Фрагмент текста -
Сыр и черви. Картина мира одного мельника, жившего в XVI веке - [48]
В чем причина такого слепого подчинения, понять нетрудно. Умение Меноккио читать, писать, вести беседы должно было окружать его в глазах Мелькиорре почти магическим ореолом. Одолжив ему Библию, имевшуюся в его доме, Мелькиорре ходил потом по деревне и сообщал всем с таинственным видом, что у Меноккио есть книга, с помощью которой тот может «делать всякие чудеса». Но разница между ними была для всех очевидна. «Этот способен на всякое еретичество, но ему далеко до сказанного Доменего», — как заметил один свидетель, говоря о Мелькиорре, А по словам другого, «он все это говорит, потому что не своем уме и когда бывает пьян». Генеральный викарий также быстро понял, что плотнику далеко до мельника. «Когда вы утверждали, что Бога нет, верили в это в душе своей?» — спросил он его без всякой суровости. Мелькиорре ответил, нимало не задумываясь: «Нет, падре, я верю, что есть Бог на земле и на небесах и что он может меня умертвить, когда захочет, а эти слова я говорил, потому что научился им от Меноккио». Ему назначили нетяжелое покаяние и отпустили восвояси. Таков был единственный — во всяком случае, единственный сознавшийся — последователь Меноккио в Монтереале.
С женой и детьми Меноккио откровенных разговоров не вел: «Боже их сохрани иметь такие мысли». Несмотря на свою кровную связь с деревней, Меноккио должен был чувствовать себя изгоем. «В тот вечер, — признался он, — когда отец инквизитор сказал мне: «Завтра приходи в Маниаго», — я пал духом и хотел бежать, куда глаза глядят, и пуститься во все тяжкие... Я хотел убивать попов и поджигать церкви и творить всякое зло. Но я подумал о двух своих крошках и удержался...» Этот взрыв бессильного отчаяния лучше всяких слов говорит об его одиночестве. Другого ответа на несправедливость, кроме разбоя, он не видел — правда, тут же от него отказался. Отомстить преследователям, разрушить символы их власти, стать вне закона...144 Поколением раньше крестьяне жгли замки фриульских нобилей. Но времена изменились.
42. «Новый мир»
Теперь ему оставались лишь мечты о «новом устройстве мира». Эти слова истерлись со временем как монета, прошедшая через множество рук. Нам надо вспомнить их первоначальный смысл.
Меноккио, как мы убедились, не верил в сотворение мира Богом. Помимо того, он открыто отрицал учение о первородном грехе, утверждая, что человек «начинает грешить, когда начинает пить молоко матери, выйдя из ее чрева». Христос был для него человеком и только. Естественно, что ему были чужды какие-либо милленаристские идеи. В своих показаниях он ни разу ни словом не обмолвился о втором пришествии. «Новый мир», о котором он мечтал, представлял собой поэтому явление сугубо земное — нечто, что человек может достичь с помощью собственных сил.

Данные -
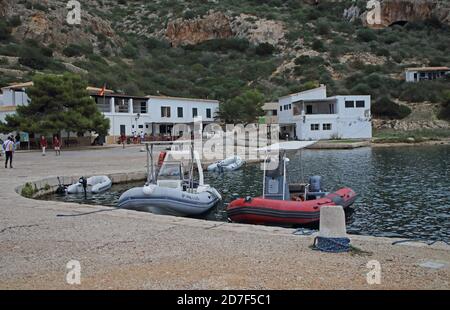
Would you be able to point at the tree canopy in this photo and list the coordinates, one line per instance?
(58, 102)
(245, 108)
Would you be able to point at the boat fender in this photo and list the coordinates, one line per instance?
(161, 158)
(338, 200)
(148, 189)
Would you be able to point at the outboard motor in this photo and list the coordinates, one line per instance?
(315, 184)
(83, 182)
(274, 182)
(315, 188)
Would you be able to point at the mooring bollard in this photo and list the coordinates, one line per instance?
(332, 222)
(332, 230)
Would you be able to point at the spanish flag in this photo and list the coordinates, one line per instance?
---
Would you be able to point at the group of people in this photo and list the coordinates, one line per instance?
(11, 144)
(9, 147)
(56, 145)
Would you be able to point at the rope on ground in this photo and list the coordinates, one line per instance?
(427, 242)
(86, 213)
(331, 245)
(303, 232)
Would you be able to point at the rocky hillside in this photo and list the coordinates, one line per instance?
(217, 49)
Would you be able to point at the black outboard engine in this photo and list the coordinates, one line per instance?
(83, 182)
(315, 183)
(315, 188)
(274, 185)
* * *
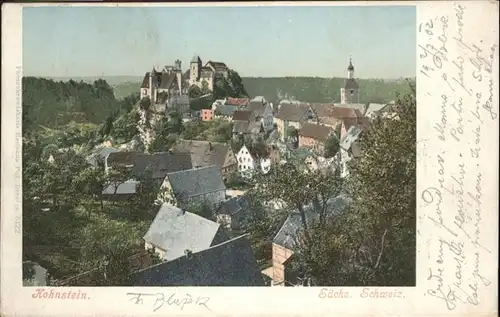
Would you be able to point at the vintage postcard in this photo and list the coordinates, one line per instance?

Задания -
a. Объясните по отрывку о мельнике Меноккио, почему Мелькиорре так слепо ему подчинялся, уложившись в одну–три фразы.
b. Определите, согласуются ли с отрывком о мельнике Меноккио утверждения (i) генеральный викарий допрашивал Мелькиорре сурово; (ii) Меноккио вел откровенные разговоры с женой и детьми; (iii) Меноккио отрицал учение о первородном грехе. Для каждого ответьте «да» или «нет» и приведите точную цитату из отрывка, которая это решает.
c. Напишите продолжение отрывка о мельнике Меноккио, начиная после его последней фразы.
Записи для работы не понадобятся.

Ответы -
a. Умение Меноккио читать, писать и вести беседы окружало его в глазах Мелькиорре почти магическим ореолом.

b.
(i) Нет: «спросил он его без всякой суровости».
(ii) Нет: «С женой и детьми Меноккио откровенных разговоров не вел».
(iii) Да: «он открыто отрицал учение о первородном грехе».

c.
Во времена Меноккио это выражение сохраняло всю свою смысловую наполненность и еще не успело превратиться в расхожую метафору. Если оно и было метафорой, то метафорой в квадрате. В начале века под именем Америго Веспуччи было напечатано послание, адресованное Лоренцо ди Пьетро Медичи и носившее именно такое название — «Mundus novus»*145. Его переводчик с итальянского на латынь, Джулиано ди Бартоломео Джокондо, сопроводил название специальным пояснением. «Superioribus diebus satis tibi scrips! de reditti meo ab novus illis regionibus... quasque novum mundum appellare licet, quando apud maiores nostros rmlla de ipsis fuerit habita cognitio et audientibus omnibus sit novissima res»**. He Индия, следовательно, как считал Колумб, и не просто неизведанные земли, но самый настоящий новый мир. «Licet appellare»*** — метафора была новой с иголочки, и за нее приходилось почти что просить извинения у читателя. В этом значении она быстро распространилась и вошла во всеобщее употребление. Меноккио, однако, употреблял это выражение в другом смысле, относя его не к новому континенту, а к новому обществу, которое еще только предстояло создать.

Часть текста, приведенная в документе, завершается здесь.